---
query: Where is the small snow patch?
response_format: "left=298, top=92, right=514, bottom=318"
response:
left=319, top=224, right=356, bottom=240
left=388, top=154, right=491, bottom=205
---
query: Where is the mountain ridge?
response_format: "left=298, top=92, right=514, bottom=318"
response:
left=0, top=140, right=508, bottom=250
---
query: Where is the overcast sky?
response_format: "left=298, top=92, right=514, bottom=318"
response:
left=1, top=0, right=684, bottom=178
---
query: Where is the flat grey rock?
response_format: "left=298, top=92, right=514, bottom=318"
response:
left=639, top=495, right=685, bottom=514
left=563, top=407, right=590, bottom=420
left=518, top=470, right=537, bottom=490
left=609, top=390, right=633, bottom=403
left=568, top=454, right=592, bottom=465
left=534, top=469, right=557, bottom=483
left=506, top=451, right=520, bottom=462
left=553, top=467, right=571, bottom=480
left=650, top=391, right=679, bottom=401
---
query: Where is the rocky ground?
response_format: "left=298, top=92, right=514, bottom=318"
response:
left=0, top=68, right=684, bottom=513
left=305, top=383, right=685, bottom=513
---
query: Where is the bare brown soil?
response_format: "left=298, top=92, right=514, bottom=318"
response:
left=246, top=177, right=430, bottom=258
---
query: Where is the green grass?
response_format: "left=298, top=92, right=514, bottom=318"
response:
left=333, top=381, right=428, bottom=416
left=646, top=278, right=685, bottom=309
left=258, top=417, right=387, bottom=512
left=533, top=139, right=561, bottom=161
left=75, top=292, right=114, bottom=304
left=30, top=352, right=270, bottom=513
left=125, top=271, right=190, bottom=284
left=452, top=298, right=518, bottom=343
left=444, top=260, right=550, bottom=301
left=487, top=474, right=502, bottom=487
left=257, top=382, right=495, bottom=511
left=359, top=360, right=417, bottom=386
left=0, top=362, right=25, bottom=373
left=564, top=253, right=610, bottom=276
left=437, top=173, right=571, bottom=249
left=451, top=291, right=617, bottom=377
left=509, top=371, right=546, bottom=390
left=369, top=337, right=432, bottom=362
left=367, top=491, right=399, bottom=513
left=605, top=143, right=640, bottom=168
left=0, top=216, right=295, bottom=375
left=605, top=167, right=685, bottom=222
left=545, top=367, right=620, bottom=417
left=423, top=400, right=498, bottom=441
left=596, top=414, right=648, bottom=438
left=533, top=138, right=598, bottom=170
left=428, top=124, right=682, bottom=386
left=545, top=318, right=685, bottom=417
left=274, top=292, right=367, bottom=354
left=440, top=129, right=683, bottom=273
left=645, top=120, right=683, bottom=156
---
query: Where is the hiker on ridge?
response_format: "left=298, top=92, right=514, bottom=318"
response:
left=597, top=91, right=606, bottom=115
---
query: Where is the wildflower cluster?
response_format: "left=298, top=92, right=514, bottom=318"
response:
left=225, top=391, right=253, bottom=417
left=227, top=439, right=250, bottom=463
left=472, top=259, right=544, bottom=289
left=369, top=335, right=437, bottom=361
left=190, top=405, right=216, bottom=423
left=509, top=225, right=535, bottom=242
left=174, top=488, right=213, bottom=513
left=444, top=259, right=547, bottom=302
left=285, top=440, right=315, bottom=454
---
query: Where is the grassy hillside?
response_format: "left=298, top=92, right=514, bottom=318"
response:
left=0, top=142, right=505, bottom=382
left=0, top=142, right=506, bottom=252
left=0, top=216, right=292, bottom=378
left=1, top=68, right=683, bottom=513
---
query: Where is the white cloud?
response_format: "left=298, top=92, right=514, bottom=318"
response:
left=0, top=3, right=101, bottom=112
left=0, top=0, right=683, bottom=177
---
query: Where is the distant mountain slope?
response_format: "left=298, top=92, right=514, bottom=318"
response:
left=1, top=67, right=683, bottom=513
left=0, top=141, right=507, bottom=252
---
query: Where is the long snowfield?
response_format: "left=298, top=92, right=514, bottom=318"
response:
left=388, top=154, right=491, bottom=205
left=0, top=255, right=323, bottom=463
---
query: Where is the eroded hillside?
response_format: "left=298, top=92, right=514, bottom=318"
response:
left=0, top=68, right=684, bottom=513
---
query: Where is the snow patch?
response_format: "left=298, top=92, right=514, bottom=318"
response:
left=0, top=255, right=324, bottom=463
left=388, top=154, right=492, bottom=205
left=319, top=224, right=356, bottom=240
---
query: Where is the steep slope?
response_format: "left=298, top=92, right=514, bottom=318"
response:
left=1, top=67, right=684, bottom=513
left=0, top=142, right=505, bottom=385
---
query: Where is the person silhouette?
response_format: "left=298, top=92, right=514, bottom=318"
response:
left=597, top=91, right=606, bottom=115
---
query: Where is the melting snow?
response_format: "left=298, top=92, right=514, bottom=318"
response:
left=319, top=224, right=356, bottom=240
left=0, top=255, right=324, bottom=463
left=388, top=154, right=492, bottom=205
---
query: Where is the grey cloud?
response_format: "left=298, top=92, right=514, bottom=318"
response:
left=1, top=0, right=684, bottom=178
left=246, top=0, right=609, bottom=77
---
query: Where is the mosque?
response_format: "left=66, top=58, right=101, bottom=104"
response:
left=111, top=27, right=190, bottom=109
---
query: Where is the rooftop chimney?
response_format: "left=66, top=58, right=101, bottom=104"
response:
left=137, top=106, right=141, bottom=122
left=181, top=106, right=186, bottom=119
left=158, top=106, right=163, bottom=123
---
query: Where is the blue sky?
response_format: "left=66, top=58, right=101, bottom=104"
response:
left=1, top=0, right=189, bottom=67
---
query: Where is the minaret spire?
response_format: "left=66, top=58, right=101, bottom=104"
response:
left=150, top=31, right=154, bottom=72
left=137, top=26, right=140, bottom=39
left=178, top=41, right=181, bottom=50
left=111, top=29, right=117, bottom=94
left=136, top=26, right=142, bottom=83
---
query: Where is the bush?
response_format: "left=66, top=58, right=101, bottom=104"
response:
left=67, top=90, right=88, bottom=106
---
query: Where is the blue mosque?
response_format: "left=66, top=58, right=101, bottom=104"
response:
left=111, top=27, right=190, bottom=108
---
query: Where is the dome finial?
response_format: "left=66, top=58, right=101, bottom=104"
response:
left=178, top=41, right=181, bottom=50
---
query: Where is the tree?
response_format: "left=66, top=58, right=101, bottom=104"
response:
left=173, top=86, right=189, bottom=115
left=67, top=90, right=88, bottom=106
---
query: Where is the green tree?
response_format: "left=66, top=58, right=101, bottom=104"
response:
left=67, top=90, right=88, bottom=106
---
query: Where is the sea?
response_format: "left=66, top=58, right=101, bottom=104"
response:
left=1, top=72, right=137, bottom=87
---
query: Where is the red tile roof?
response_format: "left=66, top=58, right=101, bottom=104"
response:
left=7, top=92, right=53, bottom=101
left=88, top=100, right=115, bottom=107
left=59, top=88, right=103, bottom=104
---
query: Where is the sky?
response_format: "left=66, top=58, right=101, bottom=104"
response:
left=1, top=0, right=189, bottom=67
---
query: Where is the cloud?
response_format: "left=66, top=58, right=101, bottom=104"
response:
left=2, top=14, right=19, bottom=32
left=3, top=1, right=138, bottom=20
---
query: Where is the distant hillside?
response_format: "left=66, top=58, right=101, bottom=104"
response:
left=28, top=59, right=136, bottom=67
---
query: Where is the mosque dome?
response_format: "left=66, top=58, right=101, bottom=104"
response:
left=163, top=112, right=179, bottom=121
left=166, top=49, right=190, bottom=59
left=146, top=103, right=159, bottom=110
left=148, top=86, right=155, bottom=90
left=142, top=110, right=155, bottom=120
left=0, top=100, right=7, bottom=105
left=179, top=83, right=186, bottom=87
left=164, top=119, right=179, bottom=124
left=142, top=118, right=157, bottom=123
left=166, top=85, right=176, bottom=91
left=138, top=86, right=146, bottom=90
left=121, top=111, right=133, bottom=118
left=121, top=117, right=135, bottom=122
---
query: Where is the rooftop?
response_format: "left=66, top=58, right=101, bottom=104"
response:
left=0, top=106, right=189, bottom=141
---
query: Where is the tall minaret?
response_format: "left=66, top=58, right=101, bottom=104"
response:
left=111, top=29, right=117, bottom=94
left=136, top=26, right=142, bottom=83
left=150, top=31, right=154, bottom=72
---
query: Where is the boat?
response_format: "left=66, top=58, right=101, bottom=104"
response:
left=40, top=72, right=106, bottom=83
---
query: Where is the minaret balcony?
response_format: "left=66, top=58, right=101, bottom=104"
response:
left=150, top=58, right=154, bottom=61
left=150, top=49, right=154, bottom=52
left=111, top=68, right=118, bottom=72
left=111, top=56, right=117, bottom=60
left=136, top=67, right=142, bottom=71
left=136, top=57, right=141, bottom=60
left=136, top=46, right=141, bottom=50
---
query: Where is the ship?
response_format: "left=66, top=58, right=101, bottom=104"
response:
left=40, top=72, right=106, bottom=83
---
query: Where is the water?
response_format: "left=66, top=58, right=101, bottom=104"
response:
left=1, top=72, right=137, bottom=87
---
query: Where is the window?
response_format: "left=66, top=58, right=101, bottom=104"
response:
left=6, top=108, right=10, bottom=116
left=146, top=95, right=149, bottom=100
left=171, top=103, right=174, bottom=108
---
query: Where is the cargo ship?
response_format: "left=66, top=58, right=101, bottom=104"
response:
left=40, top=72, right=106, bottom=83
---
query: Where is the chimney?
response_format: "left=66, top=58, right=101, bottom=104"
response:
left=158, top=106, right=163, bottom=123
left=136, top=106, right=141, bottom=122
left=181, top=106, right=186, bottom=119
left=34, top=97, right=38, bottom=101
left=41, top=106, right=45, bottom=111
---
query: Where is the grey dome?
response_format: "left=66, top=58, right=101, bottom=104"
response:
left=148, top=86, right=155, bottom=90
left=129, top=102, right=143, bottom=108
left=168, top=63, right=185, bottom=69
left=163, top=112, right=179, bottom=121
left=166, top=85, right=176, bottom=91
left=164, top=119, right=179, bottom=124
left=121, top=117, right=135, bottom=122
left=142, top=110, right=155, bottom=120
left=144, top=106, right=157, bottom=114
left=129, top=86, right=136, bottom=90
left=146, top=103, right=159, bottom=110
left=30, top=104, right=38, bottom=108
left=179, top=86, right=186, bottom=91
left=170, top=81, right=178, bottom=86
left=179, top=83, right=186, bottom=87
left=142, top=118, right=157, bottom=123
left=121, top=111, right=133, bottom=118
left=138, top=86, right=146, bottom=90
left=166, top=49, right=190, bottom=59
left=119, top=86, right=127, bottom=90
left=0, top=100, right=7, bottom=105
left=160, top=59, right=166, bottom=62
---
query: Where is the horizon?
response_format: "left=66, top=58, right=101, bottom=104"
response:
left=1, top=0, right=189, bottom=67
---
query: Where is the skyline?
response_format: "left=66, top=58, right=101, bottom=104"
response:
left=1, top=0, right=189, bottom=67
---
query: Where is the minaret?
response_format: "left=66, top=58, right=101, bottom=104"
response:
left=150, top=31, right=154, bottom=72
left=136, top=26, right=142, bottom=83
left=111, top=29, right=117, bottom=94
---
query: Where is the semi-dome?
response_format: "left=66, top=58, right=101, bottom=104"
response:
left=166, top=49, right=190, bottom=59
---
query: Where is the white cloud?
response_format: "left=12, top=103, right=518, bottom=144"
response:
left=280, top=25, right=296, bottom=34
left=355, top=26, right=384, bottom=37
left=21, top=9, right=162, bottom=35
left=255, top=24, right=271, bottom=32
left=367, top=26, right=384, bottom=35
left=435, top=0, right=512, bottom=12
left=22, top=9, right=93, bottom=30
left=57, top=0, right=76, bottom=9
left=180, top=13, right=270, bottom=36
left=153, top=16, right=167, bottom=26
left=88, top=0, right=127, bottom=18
______________________________
**Requirement**
Find and count the lines of the data that include the string "dome", and report that figure by itself.

**Result of this task**
4